MATERIAL PROVIDED =>

------------

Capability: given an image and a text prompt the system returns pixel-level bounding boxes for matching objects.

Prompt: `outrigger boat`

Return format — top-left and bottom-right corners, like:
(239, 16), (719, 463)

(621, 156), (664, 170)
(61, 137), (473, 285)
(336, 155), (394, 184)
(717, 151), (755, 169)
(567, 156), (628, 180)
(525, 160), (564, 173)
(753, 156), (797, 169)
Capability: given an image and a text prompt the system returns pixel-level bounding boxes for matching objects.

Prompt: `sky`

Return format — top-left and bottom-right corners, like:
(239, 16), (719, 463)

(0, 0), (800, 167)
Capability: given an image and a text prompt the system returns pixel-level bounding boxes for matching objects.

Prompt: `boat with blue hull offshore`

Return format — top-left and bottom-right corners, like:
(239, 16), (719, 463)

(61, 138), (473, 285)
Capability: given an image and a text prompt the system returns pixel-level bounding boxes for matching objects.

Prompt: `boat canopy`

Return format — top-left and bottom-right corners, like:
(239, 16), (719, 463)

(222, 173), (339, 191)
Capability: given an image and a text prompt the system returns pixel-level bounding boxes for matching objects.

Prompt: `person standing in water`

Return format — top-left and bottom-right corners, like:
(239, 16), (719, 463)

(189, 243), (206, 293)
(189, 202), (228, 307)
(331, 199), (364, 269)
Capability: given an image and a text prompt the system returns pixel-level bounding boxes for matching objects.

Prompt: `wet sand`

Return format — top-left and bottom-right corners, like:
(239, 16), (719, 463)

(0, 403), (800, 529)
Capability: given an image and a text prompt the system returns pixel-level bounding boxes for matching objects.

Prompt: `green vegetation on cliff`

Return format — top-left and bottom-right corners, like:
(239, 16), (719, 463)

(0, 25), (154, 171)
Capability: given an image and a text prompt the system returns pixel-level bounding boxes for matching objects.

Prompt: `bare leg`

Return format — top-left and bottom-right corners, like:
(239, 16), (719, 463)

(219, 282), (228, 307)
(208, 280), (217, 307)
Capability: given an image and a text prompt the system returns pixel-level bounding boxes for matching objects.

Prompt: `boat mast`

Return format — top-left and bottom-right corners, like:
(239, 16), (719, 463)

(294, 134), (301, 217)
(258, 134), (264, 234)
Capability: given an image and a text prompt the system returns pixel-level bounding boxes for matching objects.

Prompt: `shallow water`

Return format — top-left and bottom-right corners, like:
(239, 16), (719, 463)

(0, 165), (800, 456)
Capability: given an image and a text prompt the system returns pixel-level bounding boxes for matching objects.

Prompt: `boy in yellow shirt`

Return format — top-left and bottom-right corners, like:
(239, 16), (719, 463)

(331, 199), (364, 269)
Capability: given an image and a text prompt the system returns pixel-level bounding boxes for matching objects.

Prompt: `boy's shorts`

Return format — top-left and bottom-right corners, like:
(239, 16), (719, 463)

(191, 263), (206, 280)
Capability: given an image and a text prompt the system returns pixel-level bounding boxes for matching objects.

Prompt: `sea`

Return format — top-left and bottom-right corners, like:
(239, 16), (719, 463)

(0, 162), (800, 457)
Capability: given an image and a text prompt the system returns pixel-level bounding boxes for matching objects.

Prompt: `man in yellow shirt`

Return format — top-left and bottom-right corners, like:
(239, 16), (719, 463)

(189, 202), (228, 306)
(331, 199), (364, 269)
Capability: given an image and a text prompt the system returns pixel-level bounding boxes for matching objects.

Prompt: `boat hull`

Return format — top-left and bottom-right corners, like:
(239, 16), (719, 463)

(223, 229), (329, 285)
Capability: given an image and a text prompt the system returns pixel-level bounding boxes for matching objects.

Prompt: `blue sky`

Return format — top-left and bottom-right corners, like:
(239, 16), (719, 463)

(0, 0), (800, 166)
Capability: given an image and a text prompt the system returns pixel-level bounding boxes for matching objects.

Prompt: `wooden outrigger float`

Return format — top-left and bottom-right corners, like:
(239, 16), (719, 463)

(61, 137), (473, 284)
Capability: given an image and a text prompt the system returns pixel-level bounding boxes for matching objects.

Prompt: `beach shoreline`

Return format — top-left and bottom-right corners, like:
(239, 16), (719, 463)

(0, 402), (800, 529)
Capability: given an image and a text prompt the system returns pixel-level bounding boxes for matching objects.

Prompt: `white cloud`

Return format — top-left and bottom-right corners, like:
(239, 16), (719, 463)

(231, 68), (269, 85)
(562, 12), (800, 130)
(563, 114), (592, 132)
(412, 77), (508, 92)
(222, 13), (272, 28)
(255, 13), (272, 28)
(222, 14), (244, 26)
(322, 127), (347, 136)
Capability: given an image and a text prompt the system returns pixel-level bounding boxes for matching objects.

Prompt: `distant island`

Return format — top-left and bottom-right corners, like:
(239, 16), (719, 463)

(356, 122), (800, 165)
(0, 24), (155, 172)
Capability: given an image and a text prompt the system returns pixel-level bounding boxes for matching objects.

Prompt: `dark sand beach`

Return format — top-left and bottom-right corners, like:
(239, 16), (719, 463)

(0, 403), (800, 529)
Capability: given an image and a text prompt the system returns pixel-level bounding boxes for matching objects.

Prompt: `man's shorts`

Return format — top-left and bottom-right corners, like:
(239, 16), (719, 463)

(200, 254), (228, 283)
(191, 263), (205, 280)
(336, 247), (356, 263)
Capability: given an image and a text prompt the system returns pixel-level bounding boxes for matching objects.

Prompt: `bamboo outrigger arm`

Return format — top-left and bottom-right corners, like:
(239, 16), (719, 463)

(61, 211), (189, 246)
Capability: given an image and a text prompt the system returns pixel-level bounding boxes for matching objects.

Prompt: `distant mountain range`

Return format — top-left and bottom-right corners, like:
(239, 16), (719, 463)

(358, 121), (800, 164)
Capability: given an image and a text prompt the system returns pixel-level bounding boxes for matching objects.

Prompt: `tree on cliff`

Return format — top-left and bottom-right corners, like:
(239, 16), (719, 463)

------------

Reproduce every item above verbatim, from the first through the last.

Capability: given an image and a text prompt the system returns pixel-level bounding boxes for matching objects.

Prompt: `outrigger boat`

Return format — top-left and bottom-right corners, like:
(239, 16), (719, 463)

(621, 156), (664, 170)
(61, 137), (473, 285)
(336, 155), (394, 184)
(717, 151), (755, 169)
(567, 156), (628, 180)
(525, 160), (564, 173)
(753, 156), (797, 169)
Capability: given an image and a text prompt the system returns pixel-level bounding boxes for matching objects.

Prompt: `sky`

Return format — top-left and bottom-right corners, like:
(239, 16), (719, 463)

(0, 0), (800, 167)
Capability: given an image and a text prompt the system returns pixel-level bounding boxes for matching objects.

Prompt: `boat with blue hull offshore`

Return format — top-left and bottom-right corners, like:
(239, 16), (719, 463)

(61, 138), (473, 285)
Capability: given an image and a text prompt the system returns pixel-level bounding boxes for matching objects.

Prompt: `boat canopy`

Return format — top-left and bottom-right corners, like:
(239, 16), (719, 463)

(222, 173), (339, 191)
Capability: given an image and a text prompt the system returns pixel-level bounding boxes for matching objects.

Prompt: `person standing in water`

Return format — top-left and bottom-right corners, like:
(239, 16), (719, 463)

(189, 243), (206, 293)
(189, 202), (228, 307)
(331, 199), (364, 269)
Capability: given an image and a text prompt the system returns pixel-level bounding boxes for matching objects.

Prompt: `wet sand`

Return format — top-left and bottom-right corners, like:
(239, 16), (719, 463)

(0, 403), (800, 529)
Capability: given an image and a text prompt the system returns pixel-level bounding boxes for matching objects.

Prompt: `green vegetation on cliff`

Return format — top-left and bottom-right corners, like:
(239, 16), (719, 463)

(0, 25), (154, 171)
Capability: given an image and a text prompt the system returns pixel-level bounding boxes for matching objects.

Prompt: `bare leg`

Return format — top-left and bottom-right corners, like:
(239, 16), (719, 463)

(219, 282), (228, 307)
(208, 280), (217, 307)
Capability: given an image and a text prompt the system returns pixel-level bounding boxes for matching objects.

Prompt: `boat mast`

Return format — top-left and bottom-right corners, like:
(239, 16), (719, 463)

(294, 134), (301, 217)
(258, 134), (264, 234)
Capability: given an image and a text prompt the system returns pixel-level bounding boxes for matching objects.

Prompt: `shallow water`

Return format — top-left and bottom-right corners, like:
(239, 16), (719, 463)

(0, 165), (800, 456)
Capability: given an image and a text prompt the system returns pixel-level bounding boxes for matching objects.

Prompt: `boy in yellow shirt`

Return format — top-left and bottom-right corners, like:
(239, 16), (719, 463)

(331, 199), (364, 269)
Capability: given an image and a text prompt the system returns pixel-level bounding boxes for matching objects.

Prompt: `boy's shorts`

Return format — top-left and bottom-right corners, like:
(239, 16), (719, 463)

(191, 263), (206, 280)
Capability: given an image and a text prompt the system returns pixel-level bounding boxes for matching objects.

Prompt: `sea`

Return format — top-left and bottom-right corners, like:
(239, 16), (719, 463)

(0, 162), (800, 457)
Capability: given an image and a text prompt the system returns pixel-level bounding boxes for matching objects.

Prompt: `man in yellow shirt`

Return format — top-left and bottom-right corners, like:
(239, 16), (719, 463)

(189, 202), (228, 306)
(331, 199), (364, 269)
Capability: given an image and a text prompt the system returns pixel-level bounding boxes for matching objects.

Prompt: `boat hull`

Return format — top-left and bottom-right corners, like:
(239, 16), (719, 463)

(223, 229), (329, 285)
Capability: given an image and a text prompt the system returns pixel-level bounding boxes for matching objects.

Prompt: `blue sky`

Return format — top-left and bottom-right corners, like:
(239, 16), (719, 463)

(0, 0), (800, 166)
Capability: given an image and a text prompt the system returns pixel-level bounding boxes for matching objects.

Prompt: `wooden outrigger float`

Return format — top-left and bottom-right corners, like:
(239, 16), (719, 463)

(61, 137), (473, 284)
Capability: given an image and a text prompt the system returns pixel-level bounding boxes for matching objects.

Prompt: `beach shoreline`

Return format — top-left and bottom-right corners, like:
(239, 16), (719, 463)

(0, 402), (800, 529)
Capability: given an image and a text prompt the system returns pixel-level bounding boxes for matching objects.

Prompt: `white cloud`

Return format — top-left and bottom-right corners, like:
(239, 16), (719, 463)

(231, 68), (269, 85)
(562, 12), (800, 130)
(563, 114), (592, 132)
(412, 77), (508, 92)
(222, 13), (272, 28)
(255, 13), (272, 28)
(222, 14), (244, 26)
(322, 127), (347, 136)
Capability: given an image and a text prompt the system returns pixel-level bounding boxes for matching objects.

Prompt: `distant island`

Return format — top-left and bottom-right corners, like:
(239, 16), (719, 463)

(356, 122), (800, 165)
(0, 24), (155, 172)
Capability: given an image and a text prompt the system returns pixel-level bounding boxes for matching objects.

Prompt: `dark sand beach`

Return format — top-left and bottom-right corners, like:
(239, 16), (719, 463)

(0, 403), (800, 529)
Capability: given an image and a text prompt the system returns pixel-level bounding boxes for matching objects.

Prompt: `man's shorts`

Return format — top-left and bottom-right corners, like:
(239, 16), (719, 463)

(200, 254), (228, 283)
(191, 263), (205, 280)
(336, 247), (356, 263)
Capability: given an image and a text prompt the system returns pixel-level bounding boxes for matching objects.

Prompt: `bamboo outrigger arm`

Return format — top-left and bottom-right corners, like:
(239, 16), (719, 463)

(61, 211), (189, 246)
Capability: given an image and a text prompt the system returns pixel-level bounding boxes for matching objects.

Prompt: `distant mountain range`

Return format — top-left and bottom-right corners, like:
(239, 16), (719, 463)

(358, 121), (800, 164)
Capability: given an image and a text prompt the system returns pixel-level bounding boxes for matching objects.

Prompt: `tree on cliff`

Return format — top-left and bottom-right corners, like:
(239, 16), (719, 463)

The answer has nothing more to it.